DATA IN THIS EXERCISE>
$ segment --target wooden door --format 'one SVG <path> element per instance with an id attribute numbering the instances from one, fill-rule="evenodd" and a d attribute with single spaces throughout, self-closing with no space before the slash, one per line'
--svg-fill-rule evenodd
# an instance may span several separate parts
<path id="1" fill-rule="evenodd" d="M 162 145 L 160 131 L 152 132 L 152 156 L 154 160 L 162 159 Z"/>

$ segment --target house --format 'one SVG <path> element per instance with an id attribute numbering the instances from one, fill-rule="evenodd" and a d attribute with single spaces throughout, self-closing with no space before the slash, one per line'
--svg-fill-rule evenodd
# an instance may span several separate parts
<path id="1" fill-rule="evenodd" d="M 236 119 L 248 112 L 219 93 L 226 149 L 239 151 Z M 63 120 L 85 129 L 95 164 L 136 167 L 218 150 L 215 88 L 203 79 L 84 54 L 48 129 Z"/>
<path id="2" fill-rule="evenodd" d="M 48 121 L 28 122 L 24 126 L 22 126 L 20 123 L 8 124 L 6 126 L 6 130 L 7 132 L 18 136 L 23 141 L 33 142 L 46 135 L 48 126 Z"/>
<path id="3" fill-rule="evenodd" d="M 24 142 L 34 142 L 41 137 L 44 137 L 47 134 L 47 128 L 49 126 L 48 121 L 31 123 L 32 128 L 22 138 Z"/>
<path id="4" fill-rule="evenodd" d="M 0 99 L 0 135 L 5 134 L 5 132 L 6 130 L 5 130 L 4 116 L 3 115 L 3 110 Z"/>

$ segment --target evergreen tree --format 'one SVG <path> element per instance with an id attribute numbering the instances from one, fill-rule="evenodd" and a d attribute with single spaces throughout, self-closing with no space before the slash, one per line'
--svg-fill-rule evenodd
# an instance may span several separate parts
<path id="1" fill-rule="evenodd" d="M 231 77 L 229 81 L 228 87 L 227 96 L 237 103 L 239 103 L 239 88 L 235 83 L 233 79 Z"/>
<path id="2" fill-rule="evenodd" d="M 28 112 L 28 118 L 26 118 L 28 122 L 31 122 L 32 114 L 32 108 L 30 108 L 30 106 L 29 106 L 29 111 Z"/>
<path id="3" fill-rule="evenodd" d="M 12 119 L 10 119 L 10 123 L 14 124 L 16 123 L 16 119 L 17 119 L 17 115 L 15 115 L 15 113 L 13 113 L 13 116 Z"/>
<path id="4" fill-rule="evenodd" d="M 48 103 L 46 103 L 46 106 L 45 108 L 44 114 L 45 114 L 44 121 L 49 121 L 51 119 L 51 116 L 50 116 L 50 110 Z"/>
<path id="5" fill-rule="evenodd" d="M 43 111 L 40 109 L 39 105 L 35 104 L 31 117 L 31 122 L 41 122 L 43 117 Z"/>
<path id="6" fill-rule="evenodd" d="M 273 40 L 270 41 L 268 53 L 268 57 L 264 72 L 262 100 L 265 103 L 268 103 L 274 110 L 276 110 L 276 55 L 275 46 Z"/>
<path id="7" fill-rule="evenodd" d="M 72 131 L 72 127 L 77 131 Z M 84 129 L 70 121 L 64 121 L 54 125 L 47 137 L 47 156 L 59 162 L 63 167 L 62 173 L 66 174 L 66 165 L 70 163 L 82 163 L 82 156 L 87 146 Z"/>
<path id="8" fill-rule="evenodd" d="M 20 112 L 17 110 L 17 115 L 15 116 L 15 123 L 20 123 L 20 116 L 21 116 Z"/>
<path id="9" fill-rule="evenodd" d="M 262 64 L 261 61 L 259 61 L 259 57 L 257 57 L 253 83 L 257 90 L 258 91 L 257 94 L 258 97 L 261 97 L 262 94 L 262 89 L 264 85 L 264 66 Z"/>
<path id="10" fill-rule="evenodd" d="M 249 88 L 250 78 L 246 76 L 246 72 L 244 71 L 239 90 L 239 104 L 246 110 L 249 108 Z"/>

---

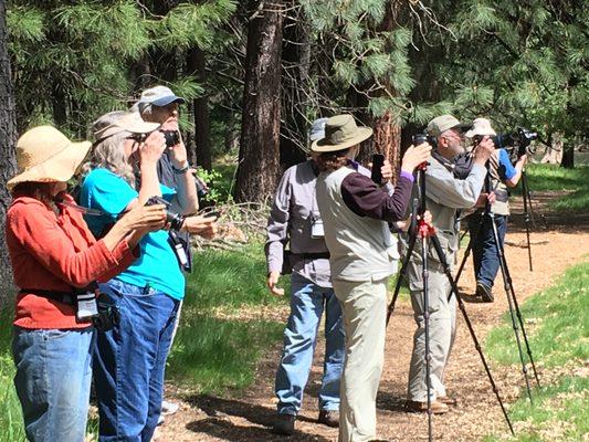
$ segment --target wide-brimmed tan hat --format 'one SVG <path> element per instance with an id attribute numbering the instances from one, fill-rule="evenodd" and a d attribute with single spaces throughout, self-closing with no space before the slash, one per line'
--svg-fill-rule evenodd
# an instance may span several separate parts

---

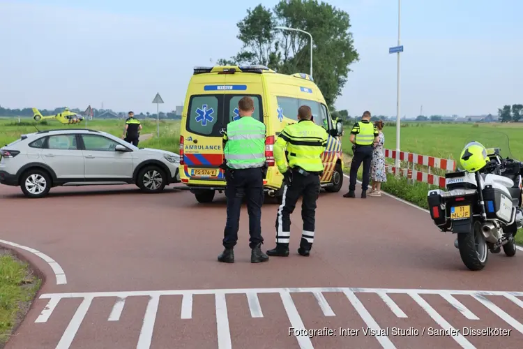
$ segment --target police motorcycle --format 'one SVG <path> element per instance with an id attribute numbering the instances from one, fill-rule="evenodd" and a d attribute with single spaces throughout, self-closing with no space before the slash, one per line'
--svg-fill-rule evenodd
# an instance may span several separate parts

PROMPT> Copy out everything in the material from the line containing "segment --target wooden" down to the line containing "162 145 L 160", both of those lines included.

WRITTEN ANSWER>
$ segment --target wooden door --format 'one SVG <path> element per instance with an id attribute numbering the instances from one, fill-rule="evenodd" and a d attribute with single spaces throughout, self-closing with no space before the slash, one per line'
--svg-fill-rule evenodd
# an instance may span several separate parts
<path id="1" fill-rule="evenodd" d="M 162 145 L 160 131 L 152 132 L 152 156 L 154 160 L 162 159 Z"/>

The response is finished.